# WHAT YOU NEED TO DO
Reproduce verbatim the lines of the records, starting at the line that contains "Place a point on each instance of the green shrub, one" and running through the end of the records, including both ends.
---- MATERIAL FOR THE TASK
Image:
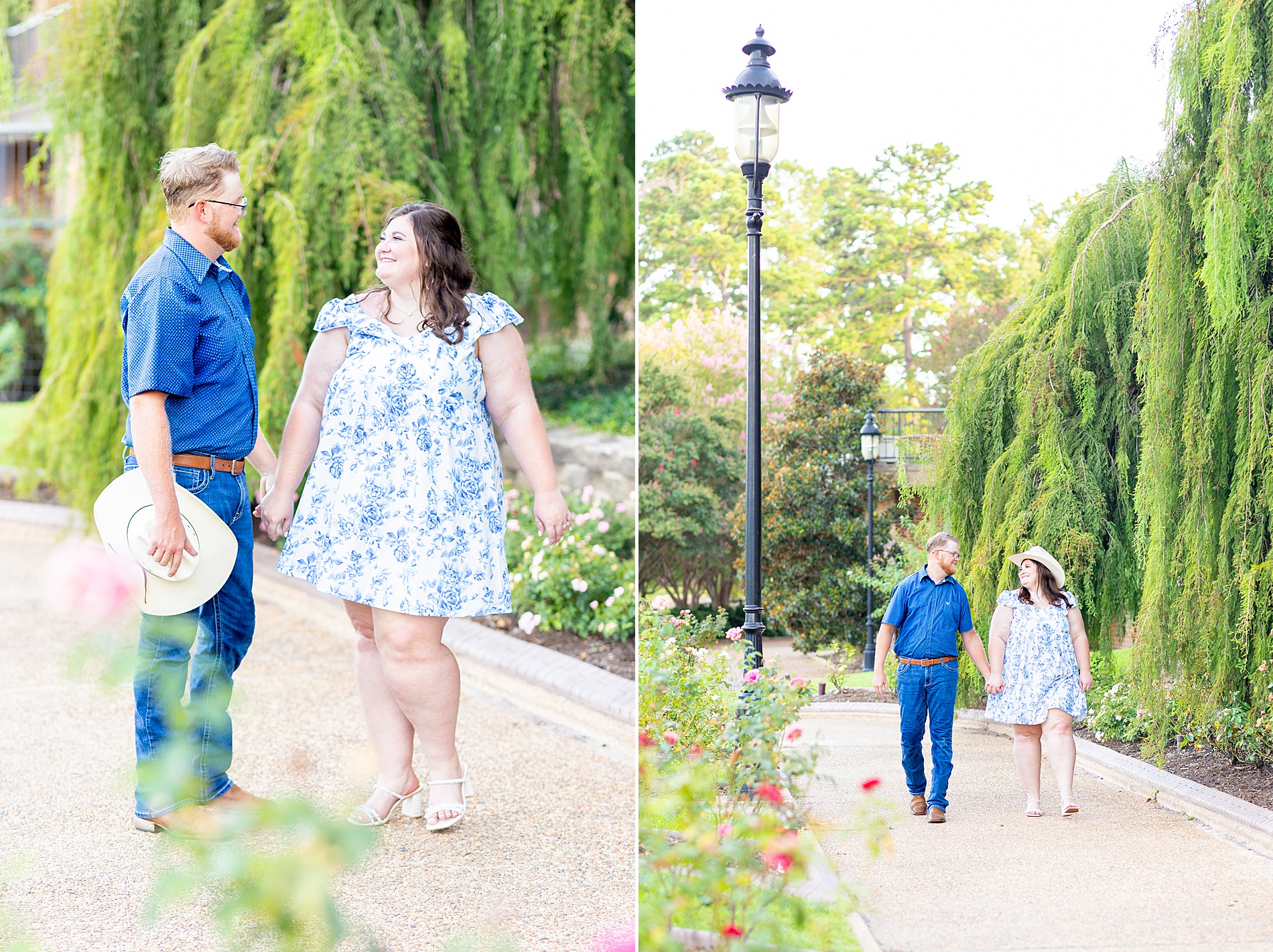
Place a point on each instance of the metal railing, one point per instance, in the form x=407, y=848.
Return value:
x=903, y=431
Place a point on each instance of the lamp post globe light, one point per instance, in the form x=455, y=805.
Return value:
x=756, y=96
x=870, y=434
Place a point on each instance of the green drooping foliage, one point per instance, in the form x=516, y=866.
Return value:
x=1203, y=500
x=515, y=114
x=1043, y=425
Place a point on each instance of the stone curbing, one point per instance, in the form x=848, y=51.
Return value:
x=585, y=684
x=1234, y=817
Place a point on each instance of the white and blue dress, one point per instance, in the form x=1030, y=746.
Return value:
x=1041, y=670
x=404, y=508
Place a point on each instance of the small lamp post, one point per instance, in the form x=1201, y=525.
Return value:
x=756, y=96
x=870, y=434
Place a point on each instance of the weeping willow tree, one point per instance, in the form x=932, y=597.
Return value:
x=1043, y=425
x=515, y=114
x=1203, y=500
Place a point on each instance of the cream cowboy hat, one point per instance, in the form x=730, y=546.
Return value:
x=1038, y=554
x=125, y=519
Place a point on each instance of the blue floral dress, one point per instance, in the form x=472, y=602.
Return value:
x=404, y=508
x=1041, y=670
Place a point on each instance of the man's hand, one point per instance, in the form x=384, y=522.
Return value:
x=881, y=684
x=275, y=512
x=168, y=541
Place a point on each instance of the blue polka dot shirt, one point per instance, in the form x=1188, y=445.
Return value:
x=188, y=332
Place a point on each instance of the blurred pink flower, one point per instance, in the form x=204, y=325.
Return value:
x=86, y=577
x=619, y=939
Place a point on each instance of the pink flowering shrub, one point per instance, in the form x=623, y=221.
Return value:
x=587, y=582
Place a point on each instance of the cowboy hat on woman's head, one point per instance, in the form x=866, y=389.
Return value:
x=1038, y=554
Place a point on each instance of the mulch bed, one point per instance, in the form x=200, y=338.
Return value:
x=858, y=694
x=616, y=657
x=1206, y=766
x=45, y=493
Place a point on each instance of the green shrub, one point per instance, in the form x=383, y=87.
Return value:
x=690, y=476
x=586, y=584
--------
# SOLUTION TO THIS TASK
Place a point on each instance of the green shrub, one point per instance, in the form x=383, y=87.
Return value:
x=690, y=476
x=586, y=584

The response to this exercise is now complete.